*WHAT YOU ARE ASKED TO DO*.
Transcribe the records exactly. Pictures do not belong in the transcription.

*EXERCISE MATERIAL*.
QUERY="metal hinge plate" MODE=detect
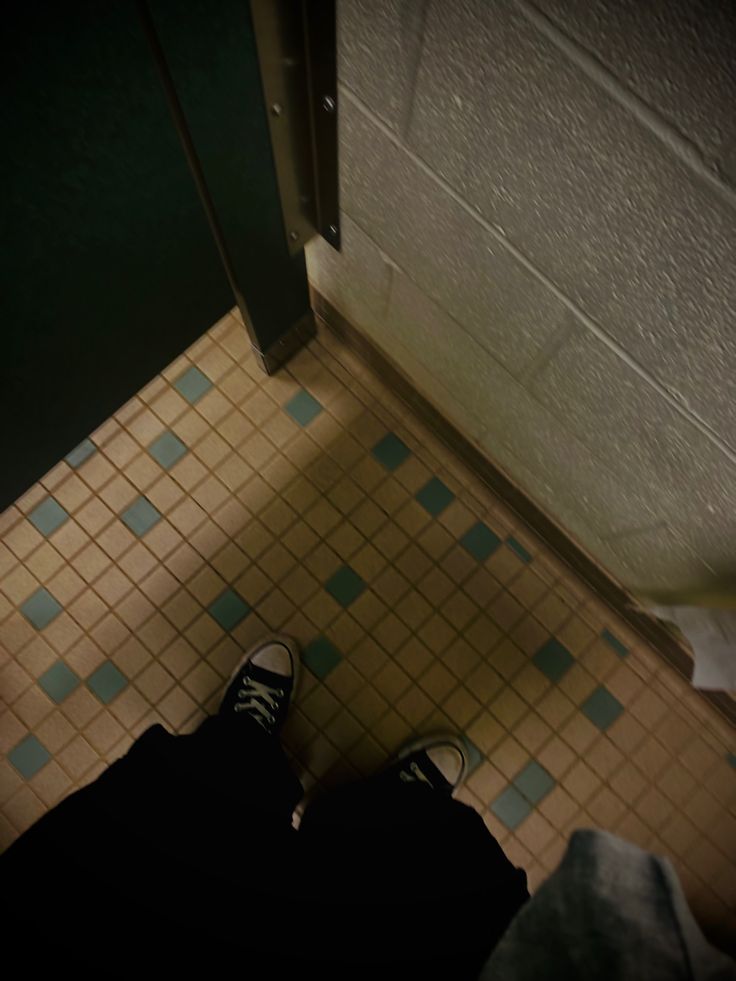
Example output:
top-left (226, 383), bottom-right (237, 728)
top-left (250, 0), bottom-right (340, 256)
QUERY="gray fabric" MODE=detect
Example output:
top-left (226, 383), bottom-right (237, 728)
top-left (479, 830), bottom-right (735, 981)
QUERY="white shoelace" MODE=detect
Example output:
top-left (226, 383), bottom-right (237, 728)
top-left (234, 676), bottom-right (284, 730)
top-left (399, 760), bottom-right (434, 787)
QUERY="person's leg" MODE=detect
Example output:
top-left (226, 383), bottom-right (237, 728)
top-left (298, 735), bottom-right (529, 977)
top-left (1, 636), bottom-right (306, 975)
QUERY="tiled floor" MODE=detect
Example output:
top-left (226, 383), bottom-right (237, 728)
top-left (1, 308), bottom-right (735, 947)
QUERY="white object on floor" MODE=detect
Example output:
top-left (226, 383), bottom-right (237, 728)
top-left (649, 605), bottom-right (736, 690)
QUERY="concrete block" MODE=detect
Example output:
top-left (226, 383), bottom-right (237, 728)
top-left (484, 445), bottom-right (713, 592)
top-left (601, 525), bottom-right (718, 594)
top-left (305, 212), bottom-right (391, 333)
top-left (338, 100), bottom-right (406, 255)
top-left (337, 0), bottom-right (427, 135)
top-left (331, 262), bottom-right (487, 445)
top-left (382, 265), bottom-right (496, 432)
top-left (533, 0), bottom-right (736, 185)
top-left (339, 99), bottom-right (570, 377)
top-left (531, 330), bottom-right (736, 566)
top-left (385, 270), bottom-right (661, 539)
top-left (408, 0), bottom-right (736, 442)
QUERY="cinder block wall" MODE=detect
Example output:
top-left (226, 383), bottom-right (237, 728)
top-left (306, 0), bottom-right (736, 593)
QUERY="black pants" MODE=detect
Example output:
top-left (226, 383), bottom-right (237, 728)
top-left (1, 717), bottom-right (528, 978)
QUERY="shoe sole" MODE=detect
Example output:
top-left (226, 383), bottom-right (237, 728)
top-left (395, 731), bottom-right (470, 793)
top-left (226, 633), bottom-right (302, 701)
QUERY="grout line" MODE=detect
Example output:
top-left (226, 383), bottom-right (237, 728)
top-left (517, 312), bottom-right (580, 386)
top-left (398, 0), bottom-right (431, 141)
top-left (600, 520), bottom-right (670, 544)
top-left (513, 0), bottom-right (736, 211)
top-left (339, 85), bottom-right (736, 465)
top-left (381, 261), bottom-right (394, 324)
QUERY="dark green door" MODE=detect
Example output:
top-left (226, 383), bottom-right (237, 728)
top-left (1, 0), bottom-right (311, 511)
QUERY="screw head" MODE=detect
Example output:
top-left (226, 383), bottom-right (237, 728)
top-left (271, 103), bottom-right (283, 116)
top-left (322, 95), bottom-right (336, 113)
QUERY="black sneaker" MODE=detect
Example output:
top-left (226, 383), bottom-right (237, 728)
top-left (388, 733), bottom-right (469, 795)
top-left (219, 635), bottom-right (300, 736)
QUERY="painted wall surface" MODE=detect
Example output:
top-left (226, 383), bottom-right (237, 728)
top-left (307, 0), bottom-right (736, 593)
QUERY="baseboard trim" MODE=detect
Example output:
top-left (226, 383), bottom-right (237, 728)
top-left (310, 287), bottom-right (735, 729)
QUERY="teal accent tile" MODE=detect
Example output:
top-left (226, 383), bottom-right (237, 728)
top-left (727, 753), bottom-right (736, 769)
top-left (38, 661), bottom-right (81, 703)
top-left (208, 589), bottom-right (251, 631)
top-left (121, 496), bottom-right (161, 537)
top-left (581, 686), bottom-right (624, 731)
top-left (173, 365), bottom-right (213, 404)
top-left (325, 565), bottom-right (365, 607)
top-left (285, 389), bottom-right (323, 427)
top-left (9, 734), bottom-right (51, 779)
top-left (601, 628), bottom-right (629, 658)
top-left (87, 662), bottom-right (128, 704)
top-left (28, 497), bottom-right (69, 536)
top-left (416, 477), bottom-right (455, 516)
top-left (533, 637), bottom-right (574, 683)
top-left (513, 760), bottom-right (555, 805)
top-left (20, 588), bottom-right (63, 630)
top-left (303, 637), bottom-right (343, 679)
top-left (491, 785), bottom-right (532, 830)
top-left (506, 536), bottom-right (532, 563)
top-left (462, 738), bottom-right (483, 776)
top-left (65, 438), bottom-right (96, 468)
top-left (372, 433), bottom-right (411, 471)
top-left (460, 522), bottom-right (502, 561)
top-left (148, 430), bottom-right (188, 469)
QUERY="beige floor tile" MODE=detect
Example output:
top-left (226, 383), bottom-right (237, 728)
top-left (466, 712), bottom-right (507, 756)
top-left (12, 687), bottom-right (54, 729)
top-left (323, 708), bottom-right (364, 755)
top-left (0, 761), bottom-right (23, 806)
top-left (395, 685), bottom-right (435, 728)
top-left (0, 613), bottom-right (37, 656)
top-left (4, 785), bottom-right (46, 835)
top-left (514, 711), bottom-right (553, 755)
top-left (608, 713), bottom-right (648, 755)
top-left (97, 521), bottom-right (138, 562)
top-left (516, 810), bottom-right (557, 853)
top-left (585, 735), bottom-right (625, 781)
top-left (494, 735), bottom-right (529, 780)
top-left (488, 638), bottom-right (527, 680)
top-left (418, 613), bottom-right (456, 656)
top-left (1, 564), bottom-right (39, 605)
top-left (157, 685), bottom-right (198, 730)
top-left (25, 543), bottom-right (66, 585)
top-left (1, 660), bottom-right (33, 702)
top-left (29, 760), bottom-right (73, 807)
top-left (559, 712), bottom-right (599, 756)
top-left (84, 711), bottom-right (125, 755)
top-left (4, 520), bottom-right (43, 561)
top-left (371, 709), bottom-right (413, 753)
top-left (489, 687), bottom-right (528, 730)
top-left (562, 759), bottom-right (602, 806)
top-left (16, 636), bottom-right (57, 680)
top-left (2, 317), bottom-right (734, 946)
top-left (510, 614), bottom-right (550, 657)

*TASK ANSWER*.
QUERY="metal hinge plate" MODE=detect
Example output:
top-left (226, 383), bottom-right (237, 728)
top-left (250, 0), bottom-right (340, 256)
QUERY="gray fabric" MODE=detect
Example output:
top-left (226, 383), bottom-right (237, 728)
top-left (479, 830), bottom-right (735, 981)
QUERY="white shoelace" MODE=detect
Example output:
top-left (226, 383), bottom-right (237, 728)
top-left (234, 676), bottom-right (284, 730)
top-left (399, 760), bottom-right (434, 787)
QUERY="person's leg" MODE=detect
Example output:
top-left (226, 383), bottom-right (237, 728)
top-left (298, 735), bottom-right (529, 977)
top-left (1, 636), bottom-right (306, 975)
QUERY="tiled floor" MODE=detect
Example output:
top-left (226, 383), bottom-right (237, 728)
top-left (1, 308), bottom-right (735, 947)
QUERY="white object on floor" MODE=detect
Example output:
top-left (226, 383), bottom-right (237, 728)
top-left (649, 605), bottom-right (736, 690)
QUERY="concrete block" MODE=detect
Example output:
top-left (226, 383), bottom-right (237, 728)
top-left (484, 445), bottom-right (713, 592)
top-left (601, 525), bottom-right (718, 594)
top-left (305, 212), bottom-right (391, 333)
top-left (338, 100), bottom-right (406, 255)
top-left (337, 0), bottom-right (427, 135)
top-left (331, 262), bottom-right (487, 445)
top-left (382, 265), bottom-right (496, 432)
top-left (533, 0), bottom-right (736, 185)
top-left (339, 99), bottom-right (570, 377)
top-left (531, 330), bottom-right (736, 566)
top-left (385, 270), bottom-right (661, 539)
top-left (408, 0), bottom-right (736, 442)
QUERY="cinder block wall" MODE=detect
Example output:
top-left (226, 383), bottom-right (237, 728)
top-left (306, 0), bottom-right (736, 593)
QUERY="black pants" MODE=detect
Example output:
top-left (226, 383), bottom-right (237, 728)
top-left (1, 717), bottom-right (528, 978)
QUERY="shoe sole" MODE=detect
Example output:
top-left (226, 383), bottom-right (237, 728)
top-left (395, 731), bottom-right (470, 793)
top-left (226, 633), bottom-right (302, 701)
QUERY="grout line" MODE=detect
Example output:
top-left (226, 383), bottom-right (237, 728)
top-left (517, 312), bottom-right (580, 386)
top-left (398, 0), bottom-right (431, 141)
top-left (600, 520), bottom-right (670, 544)
top-left (513, 0), bottom-right (736, 211)
top-left (339, 85), bottom-right (736, 465)
top-left (381, 261), bottom-right (394, 324)
QUERY="dark green door" MODE=detect
Example output:
top-left (226, 383), bottom-right (237, 728)
top-left (1, 0), bottom-right (311, 511)
QUERY="screw head" MODE=detect
Example output:
top-left (226, 383), bottom-right (237, 728)
top-left (271, 103), bottom-right (283, 116)
top-left (322, 95), bottom-right (336, 113)
QUERY="black sneaker" MODE=detect
Example output:
top-left (226, 383), bottom-right (237, 728)
top-left (388, 733), bottom-right (469, 795)
top-left (219, 635), bottom-right (300, 736)
QUERY="painted wall surface" MODE=detect
Example output:
top-left (226, 383), bottom-right (237, 728)
top-left (307, 0), bottom-right (736, 593)
QUERY="baseboard trim" MODE=detect
Example output:
top-left (226, 383), bottom-right (237, 728)
top-left (310, 287), bottom-right (735, 729)
QUERY="teal accent tile" MODE=detect
Example output:
top-left (226, 383), bottom-right (237, 728)
top-left (727, 753), bottom-right (736, 769)
top-left (38, 661), bottom-right (81, 703)
top-left (208, 589), bottom-right (251, 631)
top-left (121, 496), bottom-right (161, 537)
top-left (581, 686), bottom-right (624, 731)
top-left (173, 365), bottom-right (213, 404)
top-left (325, 565), bottom-right (365, 607)
top-left (285, 389), bottom-right (323, 427)
top-left (9, 734), bottom-right (51, 779)
top-left (601, 628), bottom-right (629, 658)
top-left (87, 662), bottom-right (128, 704)
top-left (28, 497), bottom-right (69, 536)
top-left (416, 477), bottom-right (455, 516)
top-left (533, 637), bottom-right (574, 683)
top-left (513, 760), bottom-right (555, 805)
top-left (20, 588), bottom-right (63, 630)
top-left (303, 637), bottom-right (343, 679)
top-left (491, 785), bottom-right (532, 830)
top-left (506, 536), bottom-right (532, 563)
top-left (462, 738), bottom-right (483, 776)
top-left (65, 438), bottom-right (96, 468)
top-left (372, 433), bottom-right (411, 471)
top-left (460, 522), bottom-right (502, 561)
top-left (148, 430), bottom-right (188, 469)
QUERY="beige floor tile" MODE=detect
Example output:
top-left (226, 383), bottom-right (237, 728)
top-left (466, 712), bottom-right (507, 756)
top-left (12, 687), bottom-right (54, 729)
top-left (323, 708), bottom-right (364, 755)
top-left (0, 761), bottom-right (23, 806)
top-left (395, 685), bottom-right (435, 728)
top-left (0, 613), bottom-right (37, 656)
top-left (4, 785), bottom-right (46, 835)
top-left (514, 711), bottom-right (553, 755)
top-left (608, 713), bottom-right (648, 755)
top-left (97, 521), bottom-right (138, 562)
top-left (516, 810), bottom-right (557, 853)
top-left (585, 735), bottom-right (625, 781)
top-left (494, 735), bottom-right (529, 780)
top-left (488, 638), bottom-right (527, 680)
top-left (418, 613), bottom-right (456, 656)
top-left (1, 564), bottom-right (39, 605)
top-left (157, 685), bottom-right (198, 730)
top-left (25, 543), bottom-right (66, 585)
top-left (1, 660), bottom-right (33, 702)
top-left (29, 760), bottom-right (73, 807)
top-left (559, 712), bottom-right (599, 756)
top-left (84, 711), bottom-right (125, 755)
top-left (4, 520), bottom-right (43, 561)
top-left (371, 709), bottom-right (413, 753)
top-left (489, 687), bottom-right (528, 730)
top-left (562, 759), bottom-right (602, 806)
top-left (16, 636), bottom-right (57, 680)
top-left (2, 317), bottom-right (734, 946)
top-left (510, 614), bottom-right (550, 657)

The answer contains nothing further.